EXERCISE ->
Once you reach the line containing "Target: car side mirror" in the data below, restate each line word for word up to and including the one containing "Task: tag every instance of the scattered".

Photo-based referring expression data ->
%%
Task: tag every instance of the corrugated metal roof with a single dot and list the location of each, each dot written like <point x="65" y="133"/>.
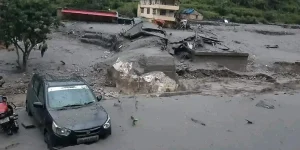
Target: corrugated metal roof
<point x="93" y="13"/>
<point x="188" y="11"/>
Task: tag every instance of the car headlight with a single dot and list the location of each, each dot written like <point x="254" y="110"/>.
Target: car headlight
<point x="59" y="130"/>
<point x="107" y="123"/>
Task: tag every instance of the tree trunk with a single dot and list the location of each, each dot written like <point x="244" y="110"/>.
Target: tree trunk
<point x="18" y="56"/>
<point x="24" y="61"/>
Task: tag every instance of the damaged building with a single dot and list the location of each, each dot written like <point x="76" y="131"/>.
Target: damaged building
<point x="146" y="57"/>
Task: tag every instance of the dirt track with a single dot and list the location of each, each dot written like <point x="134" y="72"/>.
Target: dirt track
<point x="79" y="58"/>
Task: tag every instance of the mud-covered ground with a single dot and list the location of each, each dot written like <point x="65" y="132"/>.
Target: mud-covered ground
<point x="79" y="58"/>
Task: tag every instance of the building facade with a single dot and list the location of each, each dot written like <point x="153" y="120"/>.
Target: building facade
<point x="158" y="9"/>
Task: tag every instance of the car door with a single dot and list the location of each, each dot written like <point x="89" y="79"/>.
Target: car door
<point x="41" y="98"/>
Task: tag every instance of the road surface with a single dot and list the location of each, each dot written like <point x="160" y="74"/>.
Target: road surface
<point x="166" y="124"/>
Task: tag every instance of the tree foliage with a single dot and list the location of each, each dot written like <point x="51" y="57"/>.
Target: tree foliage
<point x="24" y="24"/>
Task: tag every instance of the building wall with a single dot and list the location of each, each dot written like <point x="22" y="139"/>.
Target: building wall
<point x="191" y="16"/>
<point x="157" y="9"/>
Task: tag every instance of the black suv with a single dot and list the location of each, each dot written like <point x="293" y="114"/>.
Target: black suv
<point x="67" y="110"/>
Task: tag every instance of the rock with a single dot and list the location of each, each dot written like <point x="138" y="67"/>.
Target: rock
<point x="264" y="104"/>
<point x="28" y="125"/>
<point x="249" y="122"/>
<point x="1" y="82"/>
<point x="143" y="71"/>
<point x="198" y="121"/>
<point x="129" y="82"/>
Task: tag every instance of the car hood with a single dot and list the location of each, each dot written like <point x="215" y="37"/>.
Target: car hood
<point x="80" y="118"/>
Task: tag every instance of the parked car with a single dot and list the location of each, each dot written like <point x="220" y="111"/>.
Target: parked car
<point x="67" y="110"/>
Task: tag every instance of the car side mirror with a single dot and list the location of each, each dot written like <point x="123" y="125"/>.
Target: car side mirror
<point x="38" y="105"/>
<point x="99" y="98"/>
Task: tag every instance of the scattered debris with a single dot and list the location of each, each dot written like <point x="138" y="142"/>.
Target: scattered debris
<point x="273" y="32"/>
<point x="237" y="42"/>
<point x="28" y="125"/>
<point x="11" y="146"/>
<point x="264" y="104"/>
<point x="249" y="122"/>
<point x="134" y="120"/>
<point x="136" y="105"/>
<point x="62" y="62"/>
<point x="117" y="105"/>
<point x="1" y="81"/>
<point x="197" y="121"/>
<point x="271" y="46"/>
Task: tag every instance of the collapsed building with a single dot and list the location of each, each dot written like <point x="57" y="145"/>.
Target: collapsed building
<point x="146" y="57"/>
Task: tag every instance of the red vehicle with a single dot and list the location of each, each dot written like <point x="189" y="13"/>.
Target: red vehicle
<point x="8" y="119"/>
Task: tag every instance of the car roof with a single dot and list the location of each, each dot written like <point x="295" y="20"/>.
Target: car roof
<point x="53" y="80"/>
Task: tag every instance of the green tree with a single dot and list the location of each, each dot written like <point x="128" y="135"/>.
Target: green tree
<point x="24" y="24"/>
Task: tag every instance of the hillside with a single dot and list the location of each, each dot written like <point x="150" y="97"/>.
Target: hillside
<point x="243" y="11"/>
<point x="248" y="11"/>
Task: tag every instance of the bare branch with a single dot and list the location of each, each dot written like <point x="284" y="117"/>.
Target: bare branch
<point x="15" y="42"/>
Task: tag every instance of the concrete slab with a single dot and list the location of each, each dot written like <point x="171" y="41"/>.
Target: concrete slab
<point x="28" y="125"/>
<point x="167" y="123"/>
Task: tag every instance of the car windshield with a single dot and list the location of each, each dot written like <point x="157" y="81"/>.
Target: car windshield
<point x="69" y="96"/>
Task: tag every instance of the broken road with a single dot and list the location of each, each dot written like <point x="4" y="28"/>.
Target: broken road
<point x="165" y="123"/>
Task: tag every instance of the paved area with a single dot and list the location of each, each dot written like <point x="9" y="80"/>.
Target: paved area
<point x="166" y="124"/>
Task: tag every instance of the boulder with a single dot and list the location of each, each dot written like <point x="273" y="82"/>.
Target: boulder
<point x="129" y="81"/>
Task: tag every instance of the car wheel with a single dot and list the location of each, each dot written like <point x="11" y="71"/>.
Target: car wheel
<point x="48" y="141"/>
<point x="108" y="133"/>
<point x="28" y="109"/>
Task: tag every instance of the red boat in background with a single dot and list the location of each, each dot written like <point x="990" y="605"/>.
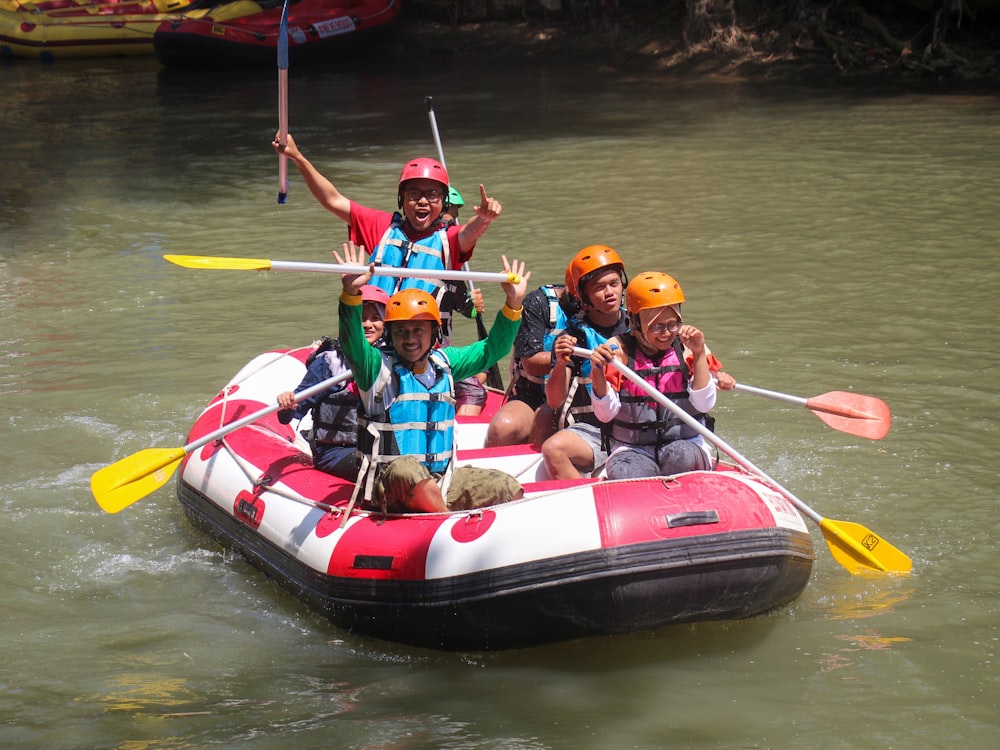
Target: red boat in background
<point x="240" y="34"/>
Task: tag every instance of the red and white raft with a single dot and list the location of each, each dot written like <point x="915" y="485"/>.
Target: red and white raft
<point x="572" y="559"/>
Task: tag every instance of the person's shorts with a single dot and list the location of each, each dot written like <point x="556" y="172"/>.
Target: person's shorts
<point x="470" y="392"/>
<point x="531" y="393"/>
<point x="591" y="435"/>
<point x="471" y="487"/>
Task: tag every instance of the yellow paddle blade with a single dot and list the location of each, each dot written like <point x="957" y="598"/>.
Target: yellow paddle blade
<point x="859" y="549"/>
<point x="224" y="264"/>
<point x="132" y="478"/>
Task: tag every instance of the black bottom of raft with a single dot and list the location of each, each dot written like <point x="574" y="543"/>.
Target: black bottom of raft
<point x="640" y="587"/>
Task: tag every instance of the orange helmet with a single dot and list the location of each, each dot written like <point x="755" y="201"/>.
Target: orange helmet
<point x="587" y="262"/>
<point x="412" y="304"/>
<point x="652" y="289"/>
<point x="424" y="169"/>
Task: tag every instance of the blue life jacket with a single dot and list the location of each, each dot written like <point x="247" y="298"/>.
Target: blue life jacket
<point x="420" y="421"/>
<point x="431" y="252"/>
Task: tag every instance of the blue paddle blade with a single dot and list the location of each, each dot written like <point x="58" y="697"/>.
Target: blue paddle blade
<point x="283" y="39"/>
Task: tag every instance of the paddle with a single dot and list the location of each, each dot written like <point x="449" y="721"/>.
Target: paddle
<point x="854" y="413"/>
<point x="852" y="545"/>
<point x="124" y="482"/>
<point x="283" y="103"/>
<point x="493" y="377"/>
<point x="209" y="262"/>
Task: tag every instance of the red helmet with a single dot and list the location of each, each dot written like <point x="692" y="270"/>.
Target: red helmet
<point x="424" y="169"/>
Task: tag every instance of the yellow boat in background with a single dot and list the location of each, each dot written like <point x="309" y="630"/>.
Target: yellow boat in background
<point x="57" y="29"/>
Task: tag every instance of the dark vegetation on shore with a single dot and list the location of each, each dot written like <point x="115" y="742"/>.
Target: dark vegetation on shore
<point x="938" y="40"/>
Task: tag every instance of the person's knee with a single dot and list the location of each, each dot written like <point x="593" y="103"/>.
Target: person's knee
<point x="631" y="465"/>
<point x="504" y="429"/>
<point x="683" y="455"/>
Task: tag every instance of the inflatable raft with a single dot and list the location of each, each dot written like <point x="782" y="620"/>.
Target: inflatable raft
<point x="571" y="559"/>
<point x="56" y="29"/>
<point x="228" y="38"/>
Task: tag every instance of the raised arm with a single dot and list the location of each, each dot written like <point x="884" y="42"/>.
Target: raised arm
<point x="324" y="191"/>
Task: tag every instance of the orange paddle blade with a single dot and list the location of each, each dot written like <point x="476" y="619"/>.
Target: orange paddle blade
<point x="855" y="413"/>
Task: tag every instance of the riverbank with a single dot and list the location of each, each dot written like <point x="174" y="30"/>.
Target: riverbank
<point x="806" y="51"/>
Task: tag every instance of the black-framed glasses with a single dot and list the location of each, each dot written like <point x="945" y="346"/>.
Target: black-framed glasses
<point x="415" y="194"/>
<point x="658" y="329"/>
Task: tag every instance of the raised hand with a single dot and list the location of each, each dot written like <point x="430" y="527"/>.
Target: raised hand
<point x="354" y="255"/>
<point x="488" y="208"/>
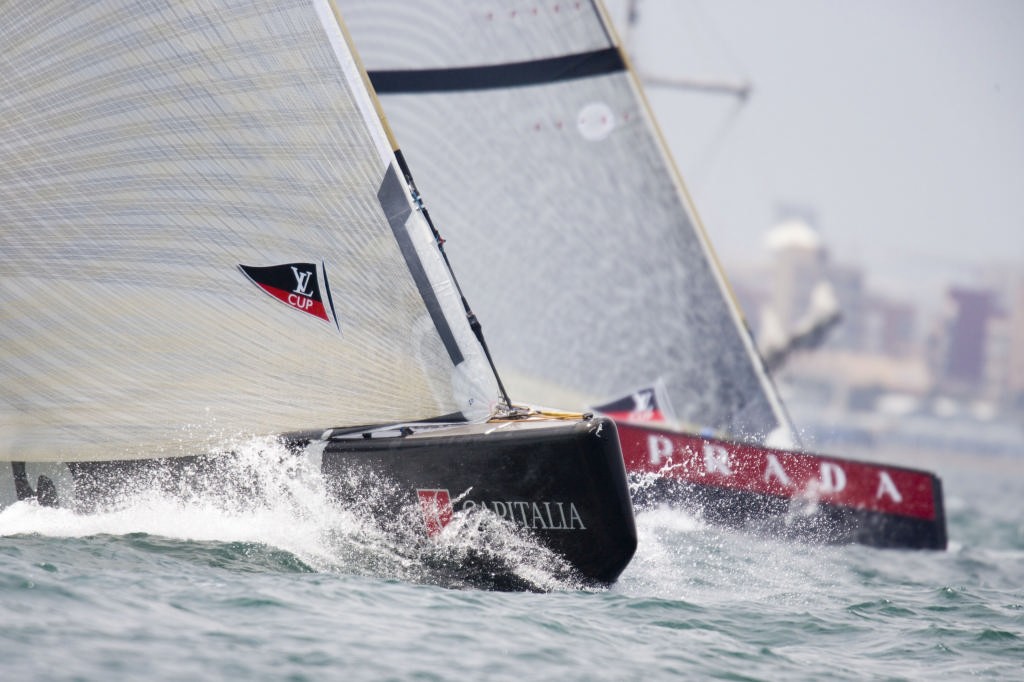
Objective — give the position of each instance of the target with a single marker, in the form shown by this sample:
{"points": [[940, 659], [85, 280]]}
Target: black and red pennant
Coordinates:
{"points": [[294, 285]]}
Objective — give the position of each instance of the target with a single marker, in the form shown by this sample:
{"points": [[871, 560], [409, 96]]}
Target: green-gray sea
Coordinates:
{"points": [[296, 590]]}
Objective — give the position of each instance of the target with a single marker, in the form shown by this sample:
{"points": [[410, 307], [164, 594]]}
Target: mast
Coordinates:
{"points": [[471, 317]]}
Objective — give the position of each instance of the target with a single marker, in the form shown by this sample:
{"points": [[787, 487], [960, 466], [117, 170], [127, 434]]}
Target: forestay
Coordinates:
{"points": [[536, 154], [204, 237]]}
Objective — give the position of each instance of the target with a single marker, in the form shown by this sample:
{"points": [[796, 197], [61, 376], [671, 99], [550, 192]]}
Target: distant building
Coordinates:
{"points": [[1004, 373], [799, 261], [962, 351], [890, 328]]}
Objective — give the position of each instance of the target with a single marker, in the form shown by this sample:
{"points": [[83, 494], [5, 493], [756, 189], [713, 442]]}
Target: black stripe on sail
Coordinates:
{"points": [[537, 72], [396, 209]]}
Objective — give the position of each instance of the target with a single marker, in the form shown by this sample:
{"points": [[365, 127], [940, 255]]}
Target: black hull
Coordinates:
{"points": [[563, 482], [775, 516], [557, 484]]}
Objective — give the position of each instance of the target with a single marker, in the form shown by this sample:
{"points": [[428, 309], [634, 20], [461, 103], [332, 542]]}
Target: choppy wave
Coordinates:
{"points": [[303, 588], [263, 508]]}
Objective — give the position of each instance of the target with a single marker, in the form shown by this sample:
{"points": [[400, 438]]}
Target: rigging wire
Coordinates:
{"points": [[474, 323]]}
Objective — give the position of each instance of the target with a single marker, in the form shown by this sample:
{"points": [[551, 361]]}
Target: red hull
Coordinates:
{"points": [[803, 495]]}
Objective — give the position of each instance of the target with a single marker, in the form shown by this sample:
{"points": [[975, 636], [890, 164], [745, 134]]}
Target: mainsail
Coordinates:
{"points": [[204, 236], [536, 152]]}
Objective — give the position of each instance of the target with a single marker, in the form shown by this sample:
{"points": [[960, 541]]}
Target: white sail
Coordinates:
{"points": [[537, 155], [203, 236]]}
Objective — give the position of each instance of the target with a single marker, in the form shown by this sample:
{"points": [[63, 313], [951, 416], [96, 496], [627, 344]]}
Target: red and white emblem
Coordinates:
{"points": [[436, 507]]}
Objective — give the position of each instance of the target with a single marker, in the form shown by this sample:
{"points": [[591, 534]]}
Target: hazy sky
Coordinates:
{"points": [[898, 123]]}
%%
REPLY TO THE EXERCISE ->
Target: car side mirror
<point x="38" y="105"/>
<point x="99" y="98"/>
Task: tag every instance of the scattered debris with a single dot and list the location of each, each dot written like <point x="138" y="142"/>.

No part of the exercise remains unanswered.